/---

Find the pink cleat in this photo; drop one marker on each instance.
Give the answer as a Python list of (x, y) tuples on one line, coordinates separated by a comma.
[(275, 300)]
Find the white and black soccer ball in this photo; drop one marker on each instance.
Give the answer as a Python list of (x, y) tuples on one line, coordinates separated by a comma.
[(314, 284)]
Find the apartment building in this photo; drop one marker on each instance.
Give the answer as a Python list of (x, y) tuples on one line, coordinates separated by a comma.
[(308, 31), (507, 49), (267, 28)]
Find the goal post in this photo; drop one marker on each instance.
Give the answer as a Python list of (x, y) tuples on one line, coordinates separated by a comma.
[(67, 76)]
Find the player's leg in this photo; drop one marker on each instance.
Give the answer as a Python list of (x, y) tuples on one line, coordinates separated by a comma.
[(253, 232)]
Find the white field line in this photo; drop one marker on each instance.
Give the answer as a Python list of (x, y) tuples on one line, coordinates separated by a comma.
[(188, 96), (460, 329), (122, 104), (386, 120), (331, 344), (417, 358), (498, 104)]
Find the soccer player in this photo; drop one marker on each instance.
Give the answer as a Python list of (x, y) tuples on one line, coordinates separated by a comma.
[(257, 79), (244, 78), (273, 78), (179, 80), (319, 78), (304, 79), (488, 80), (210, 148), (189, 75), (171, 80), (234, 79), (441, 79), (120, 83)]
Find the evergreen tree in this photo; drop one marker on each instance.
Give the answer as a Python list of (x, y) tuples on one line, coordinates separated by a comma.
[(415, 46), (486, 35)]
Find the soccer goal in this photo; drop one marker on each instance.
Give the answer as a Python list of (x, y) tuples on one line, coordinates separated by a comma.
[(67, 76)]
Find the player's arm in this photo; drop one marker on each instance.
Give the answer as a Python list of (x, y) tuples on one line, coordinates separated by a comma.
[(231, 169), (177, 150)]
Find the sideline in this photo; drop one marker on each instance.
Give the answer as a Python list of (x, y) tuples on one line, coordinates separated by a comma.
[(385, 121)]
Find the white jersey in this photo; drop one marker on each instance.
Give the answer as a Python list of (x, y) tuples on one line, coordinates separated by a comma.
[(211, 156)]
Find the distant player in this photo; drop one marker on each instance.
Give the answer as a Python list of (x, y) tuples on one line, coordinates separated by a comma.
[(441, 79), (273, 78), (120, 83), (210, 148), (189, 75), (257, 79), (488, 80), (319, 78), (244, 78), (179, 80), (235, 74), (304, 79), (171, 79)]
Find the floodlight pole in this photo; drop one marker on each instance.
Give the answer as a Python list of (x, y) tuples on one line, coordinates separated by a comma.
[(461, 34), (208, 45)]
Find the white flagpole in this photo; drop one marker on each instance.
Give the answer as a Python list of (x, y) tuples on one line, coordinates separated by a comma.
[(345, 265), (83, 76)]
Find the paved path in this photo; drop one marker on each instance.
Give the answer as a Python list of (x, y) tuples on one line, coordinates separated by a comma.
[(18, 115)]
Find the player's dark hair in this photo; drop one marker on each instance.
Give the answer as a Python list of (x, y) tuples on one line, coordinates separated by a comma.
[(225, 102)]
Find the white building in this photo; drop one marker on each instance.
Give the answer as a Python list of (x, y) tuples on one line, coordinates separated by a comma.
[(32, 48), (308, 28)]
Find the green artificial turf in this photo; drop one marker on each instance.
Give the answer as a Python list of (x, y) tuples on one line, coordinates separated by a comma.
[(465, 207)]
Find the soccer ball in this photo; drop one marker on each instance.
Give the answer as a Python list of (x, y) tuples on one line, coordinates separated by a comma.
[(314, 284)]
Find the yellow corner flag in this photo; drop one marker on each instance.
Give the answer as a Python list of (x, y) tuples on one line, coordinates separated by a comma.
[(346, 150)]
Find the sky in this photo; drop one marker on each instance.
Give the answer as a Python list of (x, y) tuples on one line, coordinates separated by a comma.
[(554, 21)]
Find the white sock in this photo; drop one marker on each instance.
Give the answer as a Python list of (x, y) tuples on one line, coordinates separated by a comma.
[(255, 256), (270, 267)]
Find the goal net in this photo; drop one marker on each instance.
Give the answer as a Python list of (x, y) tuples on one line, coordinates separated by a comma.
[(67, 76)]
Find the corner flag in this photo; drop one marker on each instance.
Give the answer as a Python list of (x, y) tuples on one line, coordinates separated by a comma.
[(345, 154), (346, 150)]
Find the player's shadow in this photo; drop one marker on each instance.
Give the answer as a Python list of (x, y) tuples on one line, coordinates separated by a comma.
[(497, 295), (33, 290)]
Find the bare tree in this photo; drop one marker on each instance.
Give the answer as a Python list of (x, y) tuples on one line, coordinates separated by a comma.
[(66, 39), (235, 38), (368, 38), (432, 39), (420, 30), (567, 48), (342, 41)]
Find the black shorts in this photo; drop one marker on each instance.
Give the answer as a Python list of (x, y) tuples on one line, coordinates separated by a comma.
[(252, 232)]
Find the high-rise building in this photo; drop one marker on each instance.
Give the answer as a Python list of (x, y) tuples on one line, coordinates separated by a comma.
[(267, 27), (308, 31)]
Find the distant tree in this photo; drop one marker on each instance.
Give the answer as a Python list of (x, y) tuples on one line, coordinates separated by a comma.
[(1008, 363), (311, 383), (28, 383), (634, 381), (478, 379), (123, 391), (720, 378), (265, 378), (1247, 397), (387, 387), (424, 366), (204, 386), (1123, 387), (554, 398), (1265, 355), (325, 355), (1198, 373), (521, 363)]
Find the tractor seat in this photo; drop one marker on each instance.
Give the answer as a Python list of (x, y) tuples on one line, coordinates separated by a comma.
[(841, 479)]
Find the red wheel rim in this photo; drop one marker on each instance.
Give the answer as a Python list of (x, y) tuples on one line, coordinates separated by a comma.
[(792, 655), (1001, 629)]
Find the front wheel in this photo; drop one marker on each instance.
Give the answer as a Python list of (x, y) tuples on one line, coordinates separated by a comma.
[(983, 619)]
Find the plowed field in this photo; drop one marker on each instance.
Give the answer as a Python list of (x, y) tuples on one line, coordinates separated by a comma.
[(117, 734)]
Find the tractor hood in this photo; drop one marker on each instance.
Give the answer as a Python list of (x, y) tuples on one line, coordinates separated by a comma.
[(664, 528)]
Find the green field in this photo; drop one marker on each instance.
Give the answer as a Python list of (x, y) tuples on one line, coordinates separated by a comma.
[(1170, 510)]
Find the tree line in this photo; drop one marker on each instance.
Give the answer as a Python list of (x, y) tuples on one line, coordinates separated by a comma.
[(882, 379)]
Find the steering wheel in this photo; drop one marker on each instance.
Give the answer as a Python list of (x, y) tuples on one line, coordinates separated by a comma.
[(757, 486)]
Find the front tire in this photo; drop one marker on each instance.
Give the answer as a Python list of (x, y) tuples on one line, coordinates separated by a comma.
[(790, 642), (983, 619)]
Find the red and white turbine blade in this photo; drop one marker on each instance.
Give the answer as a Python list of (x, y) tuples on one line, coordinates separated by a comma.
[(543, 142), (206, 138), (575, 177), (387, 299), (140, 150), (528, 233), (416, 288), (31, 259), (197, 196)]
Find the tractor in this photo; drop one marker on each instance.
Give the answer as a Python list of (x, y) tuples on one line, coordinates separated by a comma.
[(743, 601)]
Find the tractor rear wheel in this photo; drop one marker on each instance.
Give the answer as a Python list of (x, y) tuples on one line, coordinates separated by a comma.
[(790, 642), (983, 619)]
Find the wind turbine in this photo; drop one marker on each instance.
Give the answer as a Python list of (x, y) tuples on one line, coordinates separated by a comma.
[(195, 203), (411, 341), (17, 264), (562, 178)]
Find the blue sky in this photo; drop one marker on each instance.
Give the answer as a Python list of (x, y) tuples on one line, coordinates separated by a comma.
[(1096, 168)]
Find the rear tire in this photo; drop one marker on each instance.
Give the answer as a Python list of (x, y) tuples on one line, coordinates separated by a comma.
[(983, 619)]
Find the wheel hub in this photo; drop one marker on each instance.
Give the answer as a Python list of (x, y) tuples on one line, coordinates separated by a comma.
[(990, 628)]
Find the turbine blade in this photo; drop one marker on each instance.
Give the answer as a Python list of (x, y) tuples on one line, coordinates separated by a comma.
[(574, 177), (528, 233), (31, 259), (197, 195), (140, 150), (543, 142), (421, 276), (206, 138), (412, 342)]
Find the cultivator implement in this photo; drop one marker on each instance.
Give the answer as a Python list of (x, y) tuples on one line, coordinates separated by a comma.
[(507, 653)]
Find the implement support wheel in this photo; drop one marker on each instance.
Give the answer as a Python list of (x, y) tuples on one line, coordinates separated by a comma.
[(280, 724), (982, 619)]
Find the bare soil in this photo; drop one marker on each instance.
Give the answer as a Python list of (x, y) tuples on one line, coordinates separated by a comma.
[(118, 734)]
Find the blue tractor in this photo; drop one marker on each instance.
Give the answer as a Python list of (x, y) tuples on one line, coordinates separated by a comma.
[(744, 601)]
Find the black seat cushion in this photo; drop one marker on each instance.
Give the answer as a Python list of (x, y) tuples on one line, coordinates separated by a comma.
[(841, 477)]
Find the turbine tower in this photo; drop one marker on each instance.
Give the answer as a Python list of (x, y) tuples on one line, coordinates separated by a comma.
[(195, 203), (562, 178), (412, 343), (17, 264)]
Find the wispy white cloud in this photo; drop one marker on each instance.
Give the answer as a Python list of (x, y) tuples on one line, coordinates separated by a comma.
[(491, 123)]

\---

** REQUIREMENT **
From the entries above, return exactly the line containing "Find the plowed", the line containing "Find the tractor hood", and all lines between, and nothing else.

** RESPONSE BOX **
Find the plowed field in this photo; drop one marker on each instance.
Give the answer as a Python list of (x, y) tuples on one line, coordinates separated by a comma.
[(117, 734)]
Find the tractor hood in this photo; drop one marker on each instance.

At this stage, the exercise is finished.